_The exercise_
Rewrite the rows below as a numbered list, dropping any blank lines.

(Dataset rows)
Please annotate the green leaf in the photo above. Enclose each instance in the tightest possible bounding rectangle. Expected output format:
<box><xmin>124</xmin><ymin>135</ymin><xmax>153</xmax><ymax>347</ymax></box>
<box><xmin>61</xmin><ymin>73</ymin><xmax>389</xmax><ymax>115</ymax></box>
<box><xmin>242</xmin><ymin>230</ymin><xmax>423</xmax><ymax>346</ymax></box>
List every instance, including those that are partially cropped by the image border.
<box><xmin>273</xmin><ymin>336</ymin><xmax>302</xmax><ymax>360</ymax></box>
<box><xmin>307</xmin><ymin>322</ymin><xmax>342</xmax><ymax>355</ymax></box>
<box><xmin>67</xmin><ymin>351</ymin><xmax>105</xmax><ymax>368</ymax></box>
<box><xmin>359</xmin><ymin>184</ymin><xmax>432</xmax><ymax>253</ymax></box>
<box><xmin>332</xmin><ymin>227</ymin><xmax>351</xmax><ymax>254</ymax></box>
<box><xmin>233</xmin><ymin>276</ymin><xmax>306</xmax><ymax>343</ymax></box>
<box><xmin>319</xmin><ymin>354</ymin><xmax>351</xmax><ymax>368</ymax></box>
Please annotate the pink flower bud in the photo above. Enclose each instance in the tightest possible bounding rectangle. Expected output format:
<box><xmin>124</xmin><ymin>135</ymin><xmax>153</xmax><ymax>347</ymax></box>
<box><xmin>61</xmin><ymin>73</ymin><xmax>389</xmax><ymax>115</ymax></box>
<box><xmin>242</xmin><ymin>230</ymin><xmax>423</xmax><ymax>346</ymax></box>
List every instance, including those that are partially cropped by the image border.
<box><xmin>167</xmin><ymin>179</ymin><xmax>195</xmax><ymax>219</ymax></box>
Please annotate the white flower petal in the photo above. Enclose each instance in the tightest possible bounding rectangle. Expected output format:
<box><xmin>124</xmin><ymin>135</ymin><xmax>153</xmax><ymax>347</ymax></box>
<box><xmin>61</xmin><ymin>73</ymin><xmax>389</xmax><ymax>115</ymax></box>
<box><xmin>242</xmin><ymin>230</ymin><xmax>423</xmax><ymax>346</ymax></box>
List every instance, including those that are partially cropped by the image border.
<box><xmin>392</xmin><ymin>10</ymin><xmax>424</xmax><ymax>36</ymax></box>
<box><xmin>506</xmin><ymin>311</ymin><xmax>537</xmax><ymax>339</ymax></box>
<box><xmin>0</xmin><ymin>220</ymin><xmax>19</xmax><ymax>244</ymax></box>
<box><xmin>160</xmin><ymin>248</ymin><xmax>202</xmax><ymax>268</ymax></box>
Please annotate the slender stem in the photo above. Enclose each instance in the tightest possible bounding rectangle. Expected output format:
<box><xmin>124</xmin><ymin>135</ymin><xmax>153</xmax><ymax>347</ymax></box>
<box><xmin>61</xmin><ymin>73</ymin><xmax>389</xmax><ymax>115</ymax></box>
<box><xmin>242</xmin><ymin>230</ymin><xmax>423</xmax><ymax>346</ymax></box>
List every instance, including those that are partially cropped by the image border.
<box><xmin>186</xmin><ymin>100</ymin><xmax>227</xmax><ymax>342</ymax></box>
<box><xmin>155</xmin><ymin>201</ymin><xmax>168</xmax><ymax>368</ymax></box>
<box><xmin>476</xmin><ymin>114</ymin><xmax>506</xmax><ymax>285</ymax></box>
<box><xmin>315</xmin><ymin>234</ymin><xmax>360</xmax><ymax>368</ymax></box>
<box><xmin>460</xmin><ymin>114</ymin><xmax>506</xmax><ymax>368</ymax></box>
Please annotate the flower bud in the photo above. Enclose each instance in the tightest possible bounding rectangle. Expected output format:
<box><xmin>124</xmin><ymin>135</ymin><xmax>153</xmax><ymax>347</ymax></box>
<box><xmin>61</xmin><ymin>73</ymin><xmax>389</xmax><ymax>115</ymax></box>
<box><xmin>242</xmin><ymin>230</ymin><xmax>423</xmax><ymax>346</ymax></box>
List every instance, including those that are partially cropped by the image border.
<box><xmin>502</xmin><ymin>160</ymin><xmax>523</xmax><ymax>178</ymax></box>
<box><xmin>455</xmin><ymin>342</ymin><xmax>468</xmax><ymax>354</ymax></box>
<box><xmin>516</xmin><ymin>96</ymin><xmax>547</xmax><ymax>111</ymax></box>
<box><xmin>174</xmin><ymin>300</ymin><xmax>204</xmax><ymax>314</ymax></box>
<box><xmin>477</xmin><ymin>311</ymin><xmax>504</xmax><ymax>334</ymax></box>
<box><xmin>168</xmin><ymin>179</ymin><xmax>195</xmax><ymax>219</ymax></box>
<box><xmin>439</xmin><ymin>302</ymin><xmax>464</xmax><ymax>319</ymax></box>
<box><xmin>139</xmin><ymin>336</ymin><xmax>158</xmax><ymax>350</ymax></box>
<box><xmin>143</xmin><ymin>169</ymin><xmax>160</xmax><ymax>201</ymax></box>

_Solution to this task_
1. Please annotate the green leaf in the photo above. Enclose each instance in the tightest possible bounding rectangle. Expected output format:
2. <box><xmin>124</xmin><ymin>135</ymin><xmax>153</xmax><ymax>347</ymax></box>
3. <box><xmin>61</xmin><ymin>73</ymin><xmax>389</xmax><ymax>115</ymax></box>
4. <box><xmin>242</xmin><ymin>230</ymin><xmax>423</xmax><ymax>346</ymax></box>
5. List every instance, including those that are partially cropped by the image border.
6. <box><xmin>273</xmin><ymin>336</ymin><xmax>302</xmax><ymax>360</ymax></box>
7. <box><xmin>307</xmin><ymin>322</ymin><xmax>342</xmax><ymax>355</ymax></box>
8. <box><xmin>67</xmin><ymin>351</ymin><xmax>105</xmax><ymax>368</ymax></box>
9. <box><xmin>359</xmin><ymin>184</ymin><xmax>432</xmax><ymax>253</ymax></box>
10. <box><xmin>332</xmin><ymin>227</ymin><xmax>351</xmax><ymax>254</ymax></box>
11. <box><xmin>233</xmin><ymin>276</ymin><xmax>306</xmax><ymax>343</ymax></box>
12. <box><xmin>319</xmin><ymin>354</ymin><xmax>351</xmax><ymax>368</ymax></box>
13. Please annotate the pink flower bud in the photo above. Enclose each instance in the tightest possible bounding rectangle. Expected output format:
14. <box><xmin>124</xmin><ymin>135</ymin><xmax>153</xmax><ymax>347</ymax></box>
15. <box><xmin>61</xmin><ymin>73</ymin><xmax>389</xmax><ymax>115</ymax></box>
16. <box><xmin>242</xmin><ymin>230</ymin><xmax>423</xmax><ymax>346</ymax></box>
17. List every instance, including those that are partially cropped by the image border.
18. <box><xmin>167</xmin><ymin>179</ymin><xmax>195</xmax><ymax>219</ymax></box>
19. Please annotate the white flower petal in the photo above. Enclose each instance in the tightest possible bounding rectangle. Expected output format:
20. <box><xmin>124</xmin><ymin>135</ymin><xmax>153</xmax><ymax>347</ymax></box>
21. <box><xmin>61</xmin><ymin>73</ymin><xmax>389</xmax><ymax>115</ymax></box>
22. <box><xmin>242</xmin><ymin>230</ymin><xmax>423</xmax><ymax>346</ymax></box>
23. List every instance, including those that are partially cropped by the image border.
24. <box><xmin>392</xmin><ymin>10</ymin><xmax>424</xmax><ymax>36</ymax></box>
25. <box><xmin>506</xmin><ymin>311</ymin><xmax>537</xmax><ymax>339</ymax></box>
26. <box><xmin>0</xmin><ymin>220</ymin><xmax>19</xmax><ymax>244</ymax></box>
27. <box><xmin>160</xmin><ymin>248</ymin><xmax>202</xmax><ymax>268</ymax></box>
28. Please annotate the slender stem in the photo above. Enclose each instance in the tightest possible bounding rectangle. Expected output format:
29. <box><xmin>124</xmin><ymin>135</ymin><xmax>153</xmax><ymax>347</ymax></box>
30. <box><xmin>61</xmin><ymin>73</ymin><xmax>389</xmax><ymax>115</ymax></box>
31. <box><xmin>242</xmin><ymin>230</ymin><xmax>423</xmax><ymax>346</ymax></box>
32. List every instance, including those that are partially cropped by the image border.
33. <box><xmin>186</xmin><ymin>100</ymin><xmax>227</xmax><ymax>342</ymax></box>
34. <box><xmin>155</xmin><ymin>201</ymin><xmax>168</xmax><ymax>368</ymax></box>
35. <box><xmin>476</xmin><ymin>114</ymin><xmax>506</xmax><ymax>285</ymax></box>
36. <box><xmin>315</xmin><ymin>234</ymin><xmax>360</xmax><ymax>368</ymax></box>
37. <box><xmin>460</xmin><ymin>114</ymin><xmax>506</xmax><ymax>368</ymax></box>
38. Please annotate the flower bud in the photo above. Enclose each instance in the tightest possible bounding rectangle. Expected output format:
39. <box><xmin>124</xmin><ymin>135</ymin><xmax>153</xmax><ymax>347</ymax></box>
40. <box><xmin>61</xmin><ymin>73</ymin><xmax>389</xmax><ymax>115</ymax></box>
41. <box><xmin>242</xmin><ymin>230</ymin><xmax>423</xmax><ymax>346</ymax></box>
42. List every instance, including those that are partially cropped by the image border.
43. <box><xmin>502</xmin><ymin>160</ymin><xmax>523</xmax><ymax>178</ymax></box>
44. <box><xmin>455</xmin><ymin>342</ymin><xmax>468</xmax><ymax>354</ymax></box>
45. <box><xmin>516</xmin><ymin>96</ymin><xmax>547</xmax><ymax>111</ymax></box>
46. <box><xmin>174</xmin><ymin>300</ymin><xmax>204</xmax><ymax>314</ymax></box>
47. <box><xmin>477</xmin><ymin>311</ymin><xmax>504</xmax><ymax>334</ymax></box>
48. <box><xmin>168</xmin><ymin>179</ymin><xmax>195</xmax><ymax>219</ymax></box>
49. <box><xmin>439</xmin><ymin>302</ymin><xmax>464</xmax><ymax>319</ymax></box>
50. <box><xmin>139</xmin><ymin>336</ymin><xmax>158</xmax><ymax>350</ymax></box>
51. <box><xmin>143</xmin><ymin>169</ymin><xmax>160</xmax><ymax>201</ymax></box>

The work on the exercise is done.